Materials provided
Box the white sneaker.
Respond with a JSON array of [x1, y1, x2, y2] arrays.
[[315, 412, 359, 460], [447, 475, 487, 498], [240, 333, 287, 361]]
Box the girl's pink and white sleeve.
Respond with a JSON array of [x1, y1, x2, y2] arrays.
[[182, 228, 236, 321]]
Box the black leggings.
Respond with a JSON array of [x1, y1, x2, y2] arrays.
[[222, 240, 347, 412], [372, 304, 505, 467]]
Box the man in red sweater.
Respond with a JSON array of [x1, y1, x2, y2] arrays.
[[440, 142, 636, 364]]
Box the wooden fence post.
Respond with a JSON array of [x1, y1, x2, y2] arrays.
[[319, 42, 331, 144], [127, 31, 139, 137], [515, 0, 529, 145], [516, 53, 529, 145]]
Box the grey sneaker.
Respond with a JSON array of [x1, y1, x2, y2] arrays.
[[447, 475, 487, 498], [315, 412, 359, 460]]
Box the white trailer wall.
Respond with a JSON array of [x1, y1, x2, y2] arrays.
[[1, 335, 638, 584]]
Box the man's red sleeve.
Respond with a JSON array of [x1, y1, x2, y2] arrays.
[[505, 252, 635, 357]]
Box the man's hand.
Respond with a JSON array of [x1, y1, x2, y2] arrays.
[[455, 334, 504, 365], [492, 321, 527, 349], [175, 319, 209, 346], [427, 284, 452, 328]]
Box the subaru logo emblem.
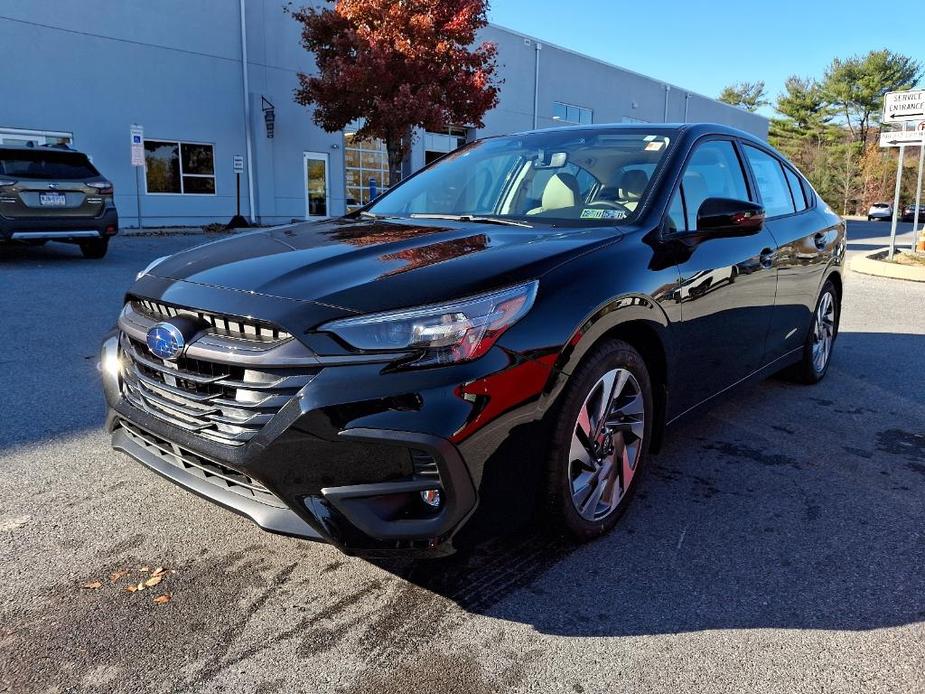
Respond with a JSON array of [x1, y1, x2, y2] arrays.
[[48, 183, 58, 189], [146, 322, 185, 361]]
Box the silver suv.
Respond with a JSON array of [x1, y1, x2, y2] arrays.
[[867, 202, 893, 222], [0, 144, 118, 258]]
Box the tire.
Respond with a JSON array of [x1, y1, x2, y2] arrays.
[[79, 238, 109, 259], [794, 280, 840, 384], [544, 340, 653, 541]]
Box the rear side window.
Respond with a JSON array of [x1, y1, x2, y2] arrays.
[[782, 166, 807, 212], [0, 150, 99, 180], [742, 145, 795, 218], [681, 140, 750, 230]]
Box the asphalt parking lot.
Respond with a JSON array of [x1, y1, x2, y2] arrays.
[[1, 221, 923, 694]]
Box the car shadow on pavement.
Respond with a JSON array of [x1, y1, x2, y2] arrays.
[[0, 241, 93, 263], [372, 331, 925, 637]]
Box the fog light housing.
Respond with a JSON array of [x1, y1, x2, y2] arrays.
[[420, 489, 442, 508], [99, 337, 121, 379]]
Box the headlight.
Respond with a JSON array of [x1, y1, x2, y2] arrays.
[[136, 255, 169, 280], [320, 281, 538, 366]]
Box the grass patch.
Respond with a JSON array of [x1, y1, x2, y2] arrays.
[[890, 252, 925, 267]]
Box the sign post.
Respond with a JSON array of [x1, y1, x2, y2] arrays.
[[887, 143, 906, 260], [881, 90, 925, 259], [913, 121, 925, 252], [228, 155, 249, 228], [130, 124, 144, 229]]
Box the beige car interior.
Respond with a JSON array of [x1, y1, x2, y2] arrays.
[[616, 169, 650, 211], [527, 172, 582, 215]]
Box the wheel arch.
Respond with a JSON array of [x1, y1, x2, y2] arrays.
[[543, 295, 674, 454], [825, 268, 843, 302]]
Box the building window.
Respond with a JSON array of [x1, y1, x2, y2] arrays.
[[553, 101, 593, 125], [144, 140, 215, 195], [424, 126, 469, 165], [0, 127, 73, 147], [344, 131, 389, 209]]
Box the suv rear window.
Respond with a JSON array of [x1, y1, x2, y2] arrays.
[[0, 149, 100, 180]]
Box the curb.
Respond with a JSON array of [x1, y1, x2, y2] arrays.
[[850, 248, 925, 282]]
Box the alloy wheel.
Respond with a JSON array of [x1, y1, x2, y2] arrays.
==
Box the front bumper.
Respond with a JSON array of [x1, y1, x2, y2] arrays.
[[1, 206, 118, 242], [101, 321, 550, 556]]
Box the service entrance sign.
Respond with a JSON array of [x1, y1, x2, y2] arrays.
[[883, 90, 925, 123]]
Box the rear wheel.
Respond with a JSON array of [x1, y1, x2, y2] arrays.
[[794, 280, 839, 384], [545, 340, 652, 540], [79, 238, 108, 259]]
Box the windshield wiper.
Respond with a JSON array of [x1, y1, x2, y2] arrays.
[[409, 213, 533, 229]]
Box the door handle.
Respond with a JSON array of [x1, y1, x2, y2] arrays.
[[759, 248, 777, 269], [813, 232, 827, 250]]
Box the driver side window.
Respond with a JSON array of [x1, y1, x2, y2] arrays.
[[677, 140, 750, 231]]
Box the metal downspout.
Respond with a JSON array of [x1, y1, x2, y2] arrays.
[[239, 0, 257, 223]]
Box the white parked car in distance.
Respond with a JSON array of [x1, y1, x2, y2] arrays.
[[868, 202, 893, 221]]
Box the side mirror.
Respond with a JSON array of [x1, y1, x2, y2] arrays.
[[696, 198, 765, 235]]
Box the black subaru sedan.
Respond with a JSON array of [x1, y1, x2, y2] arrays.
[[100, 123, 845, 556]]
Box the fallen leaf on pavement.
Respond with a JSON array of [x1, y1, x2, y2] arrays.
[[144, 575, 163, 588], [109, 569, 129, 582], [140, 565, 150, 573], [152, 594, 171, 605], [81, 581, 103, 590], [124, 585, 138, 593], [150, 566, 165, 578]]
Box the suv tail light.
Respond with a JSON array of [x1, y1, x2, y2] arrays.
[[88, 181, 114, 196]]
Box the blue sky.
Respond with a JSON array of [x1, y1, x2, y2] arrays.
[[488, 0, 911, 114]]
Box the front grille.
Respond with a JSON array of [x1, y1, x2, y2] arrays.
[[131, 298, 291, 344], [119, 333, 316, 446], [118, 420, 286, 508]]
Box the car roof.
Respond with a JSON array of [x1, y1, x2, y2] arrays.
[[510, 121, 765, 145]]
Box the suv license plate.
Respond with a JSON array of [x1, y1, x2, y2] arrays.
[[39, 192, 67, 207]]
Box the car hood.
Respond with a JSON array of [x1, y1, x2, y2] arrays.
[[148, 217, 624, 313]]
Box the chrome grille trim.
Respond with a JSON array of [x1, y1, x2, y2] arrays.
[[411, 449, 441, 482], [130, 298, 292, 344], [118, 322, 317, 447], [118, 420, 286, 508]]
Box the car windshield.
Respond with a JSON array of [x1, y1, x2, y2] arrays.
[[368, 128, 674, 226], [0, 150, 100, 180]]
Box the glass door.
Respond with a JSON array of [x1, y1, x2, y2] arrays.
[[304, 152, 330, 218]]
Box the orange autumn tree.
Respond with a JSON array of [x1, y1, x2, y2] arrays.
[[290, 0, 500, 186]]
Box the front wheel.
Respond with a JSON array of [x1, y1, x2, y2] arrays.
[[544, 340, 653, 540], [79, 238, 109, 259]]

Goal of the exercise
Keep both end lines and retype everything in the records above from the line containing "Box the white sneaker." through the line containing "Box the man's red sleeve.", exactly, with nothing else.

Solution for this exercise
Box the white sneaker.
Respond with a JSON array of [x1, y1, x2, y2] arrays.
[[315, 412, 359, 460], [447, 475, 487, 498], [240, 333, 287, 361]]
Box the girl's pink and white sleeve.
Respond with a JSON array of [x1, y1, x2, y2] arrays.
[[182, 228, 236, 321]]
Box the black leggings.
Respond with a JSON array of [x1, y1, x2, y2] arrays.
[[222, 240, 347, 412], [372, 304, 505, 467]]
Box the man in red sweater.
Respond with a JSON array of [x1, y1, x2, y2] arrays.
[[440, 142, 636, 364]]
Box the wooden fence post.
Respond with a JSON array of [x1, y1, x2, y2] arrays.
[[319, 42, 331, 144], [127, 31, 139, 137], [515, 0, 529, 145], [516, 53, 529, 145]]
Box the grey sneaker.
Respond with a JSON array of [x1, y1, x2, y2] arrays.
[[447, 475, 487, 498], [315, 412, 359, 460]]
Box the white trailer wall.
Respond with a JSON array of [x1, y1, x2, y2] arrays.
[[1, 335, 638, 584]]
Box the man's red sleeve.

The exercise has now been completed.